== PROVIDED TEXT ==

The disappearance of a homeless man
7 March 2007 | Independent Weekly
Crime log, The Herald-Sun, March 1, 2007: Durham police are trying to locate Anthony Harris “Concrete” Graham, who has been missing for several weeks. Graham, 48, of no known address, often frequents the area of Ninth Street and the area around the Durham County Jail. He is described as a black male, 5-foot-8 with a medium build and salt-and-pepper hair. Anyone with information on Graham’s whereabouts is asked to call Detective Delois West at 560-4440.
Concrete was ageless and he was an institution; if you were paying attention he was always around, the one thing you could count on. Conceding that his way of living couldn’t be endured for all that much longer, it still didn’t seem feasible for him to not be there anymore. Nonetheless, we accepted the news and did what we could. I heard of a Duke student who dedicated a class project to him; another homeless man took up a collection to buy flowers.

===
== ROWS ==

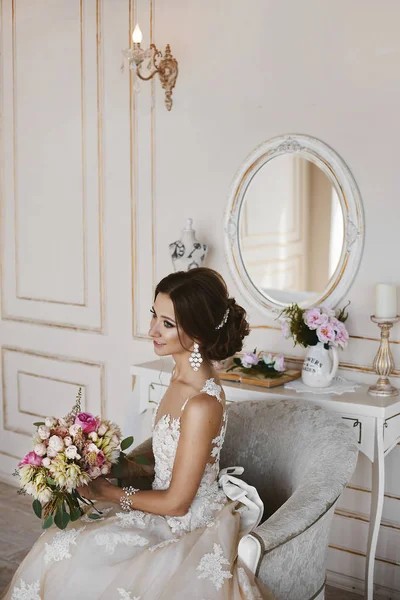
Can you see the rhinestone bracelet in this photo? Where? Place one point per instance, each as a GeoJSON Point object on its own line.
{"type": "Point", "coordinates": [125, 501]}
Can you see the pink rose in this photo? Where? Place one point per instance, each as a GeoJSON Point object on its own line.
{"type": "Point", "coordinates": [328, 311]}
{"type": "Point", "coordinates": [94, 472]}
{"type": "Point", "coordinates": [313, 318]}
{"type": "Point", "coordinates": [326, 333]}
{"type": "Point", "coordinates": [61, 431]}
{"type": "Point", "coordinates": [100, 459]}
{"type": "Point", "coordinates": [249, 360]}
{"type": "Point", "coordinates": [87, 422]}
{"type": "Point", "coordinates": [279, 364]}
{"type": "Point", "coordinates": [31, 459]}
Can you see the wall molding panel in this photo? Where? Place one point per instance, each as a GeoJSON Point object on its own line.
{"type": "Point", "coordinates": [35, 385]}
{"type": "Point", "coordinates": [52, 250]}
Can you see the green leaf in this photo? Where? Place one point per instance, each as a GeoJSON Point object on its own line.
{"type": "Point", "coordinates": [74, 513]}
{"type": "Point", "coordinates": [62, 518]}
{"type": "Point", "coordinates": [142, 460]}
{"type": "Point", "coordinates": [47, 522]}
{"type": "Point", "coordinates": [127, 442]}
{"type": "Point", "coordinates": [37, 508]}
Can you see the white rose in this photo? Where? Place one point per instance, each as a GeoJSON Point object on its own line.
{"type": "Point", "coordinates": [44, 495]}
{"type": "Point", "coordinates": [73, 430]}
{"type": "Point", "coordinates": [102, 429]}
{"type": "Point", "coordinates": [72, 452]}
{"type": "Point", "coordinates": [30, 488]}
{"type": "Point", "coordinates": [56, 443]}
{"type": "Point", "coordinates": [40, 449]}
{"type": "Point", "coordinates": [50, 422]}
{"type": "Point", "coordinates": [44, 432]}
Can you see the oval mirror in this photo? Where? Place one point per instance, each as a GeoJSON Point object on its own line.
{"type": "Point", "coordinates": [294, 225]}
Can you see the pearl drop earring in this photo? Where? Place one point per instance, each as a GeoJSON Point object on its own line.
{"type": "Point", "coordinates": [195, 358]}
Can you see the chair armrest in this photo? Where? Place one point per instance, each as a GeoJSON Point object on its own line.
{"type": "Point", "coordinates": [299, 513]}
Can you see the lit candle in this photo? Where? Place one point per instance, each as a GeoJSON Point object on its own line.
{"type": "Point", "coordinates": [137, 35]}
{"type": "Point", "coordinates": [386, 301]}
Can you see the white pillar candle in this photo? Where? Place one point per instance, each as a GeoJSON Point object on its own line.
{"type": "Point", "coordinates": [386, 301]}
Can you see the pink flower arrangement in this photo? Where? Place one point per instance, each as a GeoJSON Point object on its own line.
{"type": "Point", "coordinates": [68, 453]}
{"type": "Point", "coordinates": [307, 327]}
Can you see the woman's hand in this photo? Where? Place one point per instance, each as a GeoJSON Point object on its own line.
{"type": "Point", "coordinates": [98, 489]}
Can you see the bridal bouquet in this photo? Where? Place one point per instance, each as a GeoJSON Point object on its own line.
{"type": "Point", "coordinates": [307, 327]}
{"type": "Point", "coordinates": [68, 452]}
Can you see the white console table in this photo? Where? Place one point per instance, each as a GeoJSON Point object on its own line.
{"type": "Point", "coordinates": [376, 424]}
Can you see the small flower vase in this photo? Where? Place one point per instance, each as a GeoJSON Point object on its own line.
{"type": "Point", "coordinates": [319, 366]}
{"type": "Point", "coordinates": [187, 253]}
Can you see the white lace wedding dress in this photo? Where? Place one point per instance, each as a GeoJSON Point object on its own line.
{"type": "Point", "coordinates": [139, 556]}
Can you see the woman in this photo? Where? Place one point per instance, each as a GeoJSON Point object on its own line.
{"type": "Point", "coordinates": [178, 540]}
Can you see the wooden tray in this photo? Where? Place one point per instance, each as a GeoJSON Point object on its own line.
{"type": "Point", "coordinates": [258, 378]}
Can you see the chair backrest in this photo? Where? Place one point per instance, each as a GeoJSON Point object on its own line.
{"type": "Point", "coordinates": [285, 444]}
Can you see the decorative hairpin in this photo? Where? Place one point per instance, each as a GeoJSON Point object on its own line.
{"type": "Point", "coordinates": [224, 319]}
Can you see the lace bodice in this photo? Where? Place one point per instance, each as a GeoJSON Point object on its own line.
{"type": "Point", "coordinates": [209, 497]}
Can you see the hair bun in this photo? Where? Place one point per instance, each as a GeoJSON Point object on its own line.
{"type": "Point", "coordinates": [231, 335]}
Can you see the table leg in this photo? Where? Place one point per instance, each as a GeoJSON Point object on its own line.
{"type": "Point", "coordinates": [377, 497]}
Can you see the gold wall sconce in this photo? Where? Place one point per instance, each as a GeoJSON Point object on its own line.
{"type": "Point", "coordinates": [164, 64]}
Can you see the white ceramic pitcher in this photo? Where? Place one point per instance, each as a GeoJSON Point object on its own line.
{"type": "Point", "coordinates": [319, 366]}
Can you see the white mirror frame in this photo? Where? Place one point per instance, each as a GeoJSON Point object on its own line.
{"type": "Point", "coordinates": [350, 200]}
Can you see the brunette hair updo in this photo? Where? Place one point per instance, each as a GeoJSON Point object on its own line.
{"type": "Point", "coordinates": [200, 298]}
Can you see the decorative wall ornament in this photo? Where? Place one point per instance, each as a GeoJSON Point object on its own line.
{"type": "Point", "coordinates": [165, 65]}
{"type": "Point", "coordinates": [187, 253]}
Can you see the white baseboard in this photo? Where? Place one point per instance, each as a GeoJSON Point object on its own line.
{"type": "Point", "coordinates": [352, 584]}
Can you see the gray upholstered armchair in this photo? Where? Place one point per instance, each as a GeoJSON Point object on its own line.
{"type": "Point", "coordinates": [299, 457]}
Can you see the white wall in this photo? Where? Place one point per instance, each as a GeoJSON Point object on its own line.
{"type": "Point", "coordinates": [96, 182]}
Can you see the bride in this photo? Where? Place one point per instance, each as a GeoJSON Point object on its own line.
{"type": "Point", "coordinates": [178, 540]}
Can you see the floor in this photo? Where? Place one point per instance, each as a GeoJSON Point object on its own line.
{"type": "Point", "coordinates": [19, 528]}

===

- **GIVEN INSTRUCTION 1**
Transcribe the part of the Independent Weekly article that opens with the words containing "The disappearance of" and closes with "West at 560-4440.".
- **GIVEN INSTRUCTION 2**
List each detail of Graham's physical description given in the Independent Weekly article.
- **GIVEN INSTRUCTION 3**
According to the Independent Weekly article, whom should anyone with information on Graham's whereabouts call?

- **CORRECT RESPONSE 1**
The disappearance of a homeless man
7 March 2007 | Independent Weekly
Crime log, The Herald-Sun, March 1, 2007: Durham police are trying to locate Anthony Harris “Concrete” Graham, who has been missing for several weeks. Graham, 48, of no known address, often frequents the area of Ninth Street and the area around the Durham County Jail. He is described as a black male, 5-foot-8 with a medium build and salt-and-pepper hair. Anyone with information on Graham’s whereabouts is asked to call Detective Delois West at 560-4440.

- **CORRECT RESPONSE 2**
- black male
- 5-foot-8
- medium build
- salt-and-pepper hair

- **CORRECT RESPONSE 3**
Detective Delois West, at 560-4440.